**Texte à lire:**
* * *
L'extrait de la Doc'
Comment la notion d’État de droit a-t-elle émergé ?

Le besoin de reconnaître des limites au pouvoir de l’État souverain afin de ménager des droits et libertés a conduit à l’émergence de la notion d’État de droit. En France, le professeur Léon Duguit fait dériver l’État de droit du concept allemand de Rechtsstaat, qui est entendu comme la limitation de l’État par le droit : « Il faut affirmer énergiquement et inlassablement que l’activité de l’État, dans toutes ses manifestations, est limitée par un droit supérieur à lui, qu’il y a des choses qu’il ne peut pas faire, qu’il y en a qu’il doit faire, que cette limitation ne s’impose pas seulement à tel ou tel organe, qu’elle s’impose à l’État lui-même, pris comme personne » (Traité de droit constitutionnel, t. 3, E. de Boccard, 2e éd., 1923).

 

Auteur : Paul Le Calvé

Voir la publication
Pilier de la démocratie en Europe 

L'État de droit est un principe fondamental du Conseil de l'Europe. Au sein du Conseil de l'Europe, la Commission de Venise a défini des critères pour caractériser un État de droit : légalité, sécurité juridique, prévention de l'abus de pouvoir, égalité devant la loi et non-discrimination, accès à la justice. La Commission rappelle : "L'État de droit est lié non seulement aux droits de l’Homme mais aussi à la démocratie, c’est-à-dire à la troisième valeur fondamentale du Conseil de l’Europe. La démocratie implique l’association de la population aux décisions au sein d’une société ; les droits de l’Homme protègent l’individu contre l’arbitraire et des atteintes excessives à ses libertés, et garantissent la dignité humaine. L’État de droit veille à ce que l’exercice de la puissance publique soit circonscrit et fasse l’objet d’un contrôle indépendant."
* * *
Enregistrements extraits d'une collection
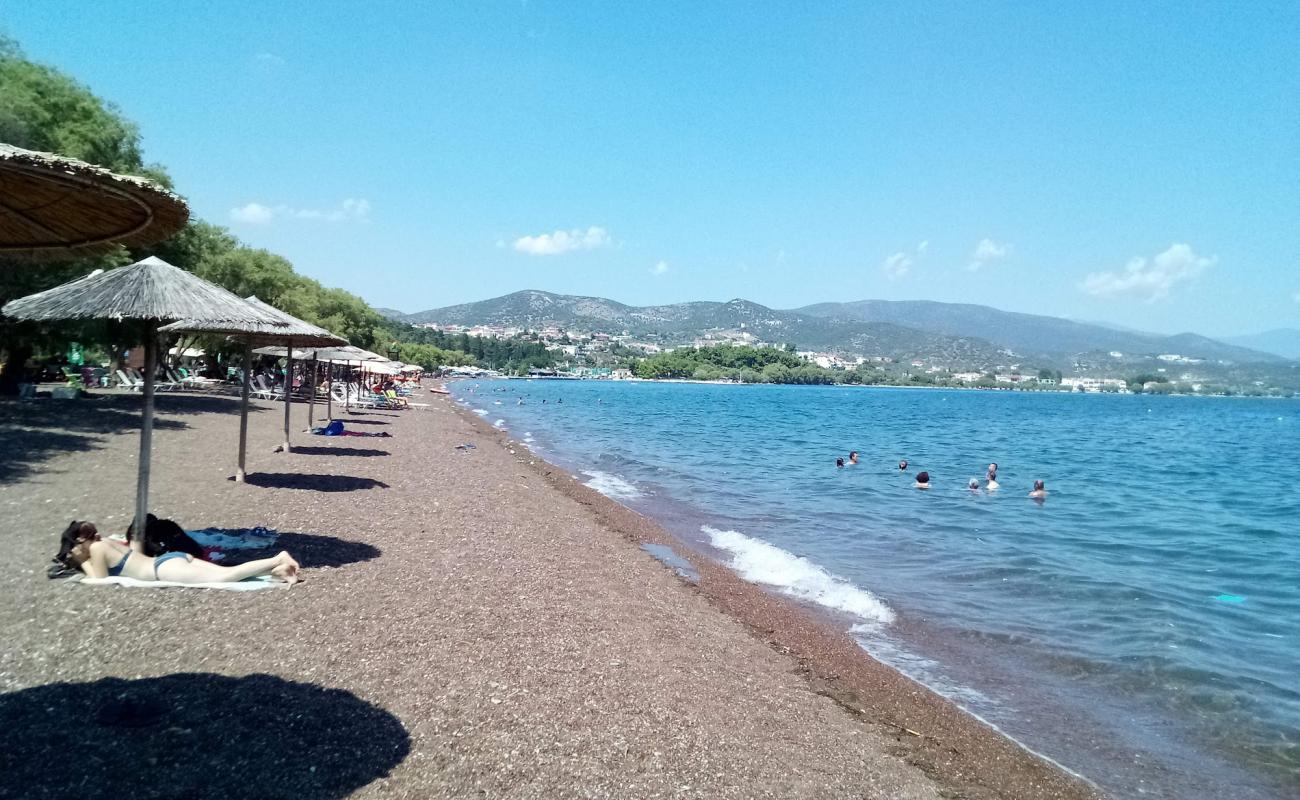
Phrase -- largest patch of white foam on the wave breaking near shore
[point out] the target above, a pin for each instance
(761, 563)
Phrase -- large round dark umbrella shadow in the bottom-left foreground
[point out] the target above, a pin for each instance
(194, 736)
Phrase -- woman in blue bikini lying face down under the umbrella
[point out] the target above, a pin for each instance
(83, 548)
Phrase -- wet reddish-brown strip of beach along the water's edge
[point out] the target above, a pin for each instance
(956, 747)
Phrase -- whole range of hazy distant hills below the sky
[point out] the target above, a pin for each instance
(956, 334)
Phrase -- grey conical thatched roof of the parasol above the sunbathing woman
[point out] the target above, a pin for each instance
(150, 289)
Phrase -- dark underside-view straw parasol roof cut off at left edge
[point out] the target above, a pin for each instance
(58, 207)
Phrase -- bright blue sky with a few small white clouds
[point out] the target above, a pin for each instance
(1126, 163)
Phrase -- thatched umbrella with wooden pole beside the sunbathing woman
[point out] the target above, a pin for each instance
(153, 292)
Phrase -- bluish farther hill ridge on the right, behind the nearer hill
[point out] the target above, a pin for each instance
(1033, 335)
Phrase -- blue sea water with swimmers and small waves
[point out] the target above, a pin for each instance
(1139, 626)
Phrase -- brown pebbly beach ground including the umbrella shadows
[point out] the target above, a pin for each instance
(473, 624)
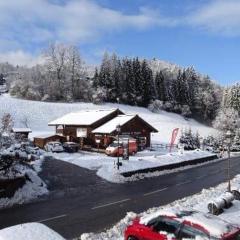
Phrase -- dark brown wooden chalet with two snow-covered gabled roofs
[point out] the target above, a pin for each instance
(98, 127)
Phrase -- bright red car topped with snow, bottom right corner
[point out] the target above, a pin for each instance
(175, 224)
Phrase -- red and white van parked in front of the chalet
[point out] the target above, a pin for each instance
(116, 149)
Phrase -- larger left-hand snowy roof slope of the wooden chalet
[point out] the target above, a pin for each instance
(82, 118)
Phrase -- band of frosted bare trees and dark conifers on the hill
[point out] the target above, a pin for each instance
(152, 83)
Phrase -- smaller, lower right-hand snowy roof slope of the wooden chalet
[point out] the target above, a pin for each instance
(111, 125)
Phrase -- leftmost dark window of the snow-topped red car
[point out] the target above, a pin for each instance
(164, 224)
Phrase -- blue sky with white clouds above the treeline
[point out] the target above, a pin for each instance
(202, 33)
* * *
**Mise en pratique:**
**a)** Indiquez si chaque affirmation concorde avec le texte sur l'État de droit, en répondant par oui ou par non et en citant mot pour mot le passage qui tranche : (i) Léon Duguit rattache l'État de droit au concept allemand de Rechtsstaat ; (ii) l'accès à la justice figure parmi les critères retenus par la Commission de Venise ; (iii) selon la Commission, l'État de droit n'est lié qu'aux droits de l'Homme.
**b)** Relevez dans le texte sur l'État de droit tout le passage qui va de « Le besoin de » jusqu'à « E. de Boccard, 2e éd., 1923). », sans rien y changer.
**c)** Poursuivez le texte sur l'État de droit à partir de l'endroit où il s'arrête.
Ces enregistrements n'ont aucun rapport avec le texte sur l'État de droit.

**Réponses par tâche:**
**a)**
(i) Oui : « le professeur Léon Duguit fait dériver l’État de droit du concept allemand de Rechtsstaat »
(ii) Oui : « légalité, sécurité juridique, prévention de l'abus de pouvoir, égalité devant la loi et non-discrimination, accès à la justice »
(iii) Non : « L'État de droit est lié non seulement aux droits de l’Homme mais aussi à la démocratie »

**b)**
Le besoin de reconnaître des limites au pouvoir de l’État souverain afin de ménager des droits et libertés a conduit à l’émergence de la notion d’État de droit. En France, le professeur Léon Duguit fait dériver l’État de droit du concept allemand de Rechtsstaat, qui est entendu comme la limitation de l’État par le droit : « Il faut affirmer énergiquement et inlassablement que l’activité de l’État, dans toutes ses manifestations, est limitée par un droit supérieur à lui, qu’il y a des choses qu’il ne peut pas faire, qu’il y en a qu’il doit faire, que cette limitation ne s’impose pas seulement à tel ou tel organe, qu’elle s’impose à l’État lui-même, pris comme personne » (Traité de droit constitutionnel, t. 3, E. de Boccard, 2e éd., 1923).

**c)**
Comment faire respecter l'État de droit dans l'UE ? 

Au sein de l'Union européenne (UE), l’État de droit est l’une des valeurs fondamentales garantissant la démocratie ainsi que les droits et les libertés des citoyens. Dans une communication publiée le 17 juillet 2019, la Commission européenne a présenté des mesures visant à faire respecter l’État de droit. Le mécanisme européen pour l’État de droit prévoit un processus de dialogue annuel sur l’État de droit entre la Commission, le Conseil et le Parlement européen, les États membres, les parlements nationaux, la société civile et d’autres parties prenantes. Le rapport sur l’État de droit constitue le fondement de ce processus. Pour faire respecter l'État de droit, la Commission européenne dispose aussi du mécanisme de conditionnalité en matière budgétaire. La Commission peut aussi activer l'article 7 du traité sur l'Union européenne (TUE) qui lui permet de sanctionner un État membre qui ne respecterait pas les valeurs énumérées dans le traité.

Respect de l'État de droit : où en sont les pays de l’Union européenne ?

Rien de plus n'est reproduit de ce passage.